== Segment start ==
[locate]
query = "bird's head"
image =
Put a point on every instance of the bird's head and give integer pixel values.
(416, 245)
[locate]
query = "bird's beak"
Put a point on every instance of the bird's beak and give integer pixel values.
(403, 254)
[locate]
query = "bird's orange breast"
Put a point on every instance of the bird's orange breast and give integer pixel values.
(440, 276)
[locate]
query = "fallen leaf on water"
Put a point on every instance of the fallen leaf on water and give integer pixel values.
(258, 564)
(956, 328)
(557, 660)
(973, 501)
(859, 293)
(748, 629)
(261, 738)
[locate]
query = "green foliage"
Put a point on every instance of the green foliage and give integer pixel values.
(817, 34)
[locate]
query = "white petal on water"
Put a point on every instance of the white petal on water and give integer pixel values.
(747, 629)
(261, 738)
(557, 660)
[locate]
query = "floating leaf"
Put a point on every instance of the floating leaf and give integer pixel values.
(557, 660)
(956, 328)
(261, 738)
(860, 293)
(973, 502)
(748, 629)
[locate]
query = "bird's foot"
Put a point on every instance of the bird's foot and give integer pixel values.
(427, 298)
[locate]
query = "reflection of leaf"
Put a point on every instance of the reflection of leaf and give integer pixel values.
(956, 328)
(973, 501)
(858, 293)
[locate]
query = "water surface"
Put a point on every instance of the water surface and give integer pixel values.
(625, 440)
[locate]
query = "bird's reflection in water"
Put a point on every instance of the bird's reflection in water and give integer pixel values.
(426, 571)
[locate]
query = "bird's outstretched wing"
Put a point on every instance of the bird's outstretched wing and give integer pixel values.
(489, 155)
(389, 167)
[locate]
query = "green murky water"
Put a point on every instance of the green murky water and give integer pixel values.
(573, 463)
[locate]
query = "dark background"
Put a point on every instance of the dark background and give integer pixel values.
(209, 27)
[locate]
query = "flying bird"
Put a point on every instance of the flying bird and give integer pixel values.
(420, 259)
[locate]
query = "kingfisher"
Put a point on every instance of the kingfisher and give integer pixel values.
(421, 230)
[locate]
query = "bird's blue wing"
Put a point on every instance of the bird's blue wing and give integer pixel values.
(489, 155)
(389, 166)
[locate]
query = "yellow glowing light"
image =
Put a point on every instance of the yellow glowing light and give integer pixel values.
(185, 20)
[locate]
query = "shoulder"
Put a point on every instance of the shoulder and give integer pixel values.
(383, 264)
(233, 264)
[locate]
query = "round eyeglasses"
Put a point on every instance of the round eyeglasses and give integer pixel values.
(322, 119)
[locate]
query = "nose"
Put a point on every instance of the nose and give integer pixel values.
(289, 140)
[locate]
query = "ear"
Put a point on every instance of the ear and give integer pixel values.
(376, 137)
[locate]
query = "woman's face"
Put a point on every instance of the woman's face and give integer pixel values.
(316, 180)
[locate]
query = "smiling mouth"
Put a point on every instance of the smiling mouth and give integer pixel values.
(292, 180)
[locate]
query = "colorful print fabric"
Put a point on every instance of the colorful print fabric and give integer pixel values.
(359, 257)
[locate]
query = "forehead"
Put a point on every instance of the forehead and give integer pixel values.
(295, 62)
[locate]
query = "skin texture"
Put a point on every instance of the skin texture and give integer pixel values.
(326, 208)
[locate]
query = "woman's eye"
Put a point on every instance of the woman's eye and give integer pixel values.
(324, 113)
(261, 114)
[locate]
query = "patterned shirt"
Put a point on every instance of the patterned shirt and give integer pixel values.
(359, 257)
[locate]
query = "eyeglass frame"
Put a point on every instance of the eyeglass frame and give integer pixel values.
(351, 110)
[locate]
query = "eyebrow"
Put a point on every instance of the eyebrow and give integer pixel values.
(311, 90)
== Segment end ==
**TO DO**
Copy out the entire listing word for word. Keep every line as it is.

**WRITTEN RESPONSE**
[locate]
query = "bird's head"
image =
Put a point on every instance of the bird's head and give integer pixel values.
(416, 245)
[locate]
query = "bird's beak"
Put a point on every instance of the bird's beak and give integer pixel values.
(403, 254)
[locate]
query = "bird's orange breast"
Put a point on every instance of the bird's orange breast and give integer pixel values.
(440, 276)
[locate]
query = "fallen leaf on water"
Put a point on every instance of the fallen leaf on water and give integer pixel values.
(258, 564)
(956, 328)
(557, 660)
(973, 501)
(859, 293)
(748, 629)
(261, 738)
[locate]
query = "green foliage"
Put a point on every instance of the green foliage and give integer pixel values.
(817, 34)
[locate]
query = "white petal on water"
Put a point on every instance of the white petal on water and give integer pixel values.
(747, 629)
(261, 738)
(557, 660)
[locate]
query = "floating leaf"
Put a point on every instance of the floating leaf and give integer pixel values.
(557, 660)
(956, 328)
(261, 738)
(860, 293)
(973, 502)
(748, 629)
[locate]
query = "bird's foot"
Put a point on every instance of the bird's foot and give integer pixel values.
(427, 298)
[locate]
query = "reflection of leaf"
Put a point on every instance of the reflection of leaf and give integer pixel values.
(956, 328)
(973, 501)
(858, 293)
[locate]
query = "water surface"
Put a point on every instance of the water surface and give integer pixel values.
(625, 440)
[locate]
query = "bird's reflection in water"
Put a point on every instance of the bird's reflection in water and give integer pixel values.
(426, 571)
[locate]
query = "bird's outstretched wing"
Put a point on every instance of the bird's outstretched wing and give integer pixel values.
(489, 155)
(389, 167)
[locate]
query = "green murky water"
Put a point on every instance of the green murky water and give integer pixel values.
(573, 463)
[locate]
query = "dark background"
Put a point on every instance of the dark background and give integer pixel values.
(209, 27)
[locate]
query = "flying bird"
Put a point on every instance of the flying bird and give integer pixel values.
(420, 259)
[locate]
query = "kingfisher"
Put a point on every instance of the kingfisher and give integer pixel values.
(421, 230)
[locate]
query = "bird's blue wing"
Put a point on every instance of the bird's blue wing and give integer pixel values.
(489, 155)
(389, 166)
[locate]
query = "yellow glowing light"
image =
Put a point on every instance of the yellow glowing light and give integer pixel values.
(185, 20)
[locate]
query = "shoulder"
Put a point on every instance of the shoulder and give integer pixel values.
(383, 264)
(233, 264)
[locate]
query = "round eyeglasses"
Put a point on every instance of the round eyeglasses and give integer pixel values.
(322, 119)
[locate]
query = "nose"
Put a point on every instance of the nose and give integer pixel values.
(289, 140)
[locate]
query = "ear"
Put a point on every instance of the ear and give integer pixel values.
(376, 137)
[locate]
query = "woman's face"
Put a point on every instance of the woman's face and give integer pixel values.
(316, 180)
[locate]
query = "smiling mouth"
Put a point on every instance of the smiling mouth and give integer pixel values.
(292, 180)
[locate]
query = "colorful print fabric"
Put a point on every instance of the colorful print fabric and give integer pixel values.
(359, 257)
[locate]
query = "forehead"
Put a point on every instance of the forehead and give integer pixel values.
(295, 62)
[locate]
query = "skin texture"
Put a point on every instance of the skin texture and give integer pixel values.
(326, 208)
[locate]
query = "woman's eye"
Put a point on every instance of the woman's eye and give integer pixel values.
(324, 113)
(261, 114)
[locate]
query = "patterned shirt"
Put a point on every instance of the patterned shirt and give integer pixel values.
(359, 257)
[locate]
query = "eyeglass frame"
Put a point on every instance of the eyeglass frame and give integer pixel values.
(351, 110)
[locate]
query = "eyebrow"
Put a point on every instance of the eyebrow and give integer pixel values.
(311, 90)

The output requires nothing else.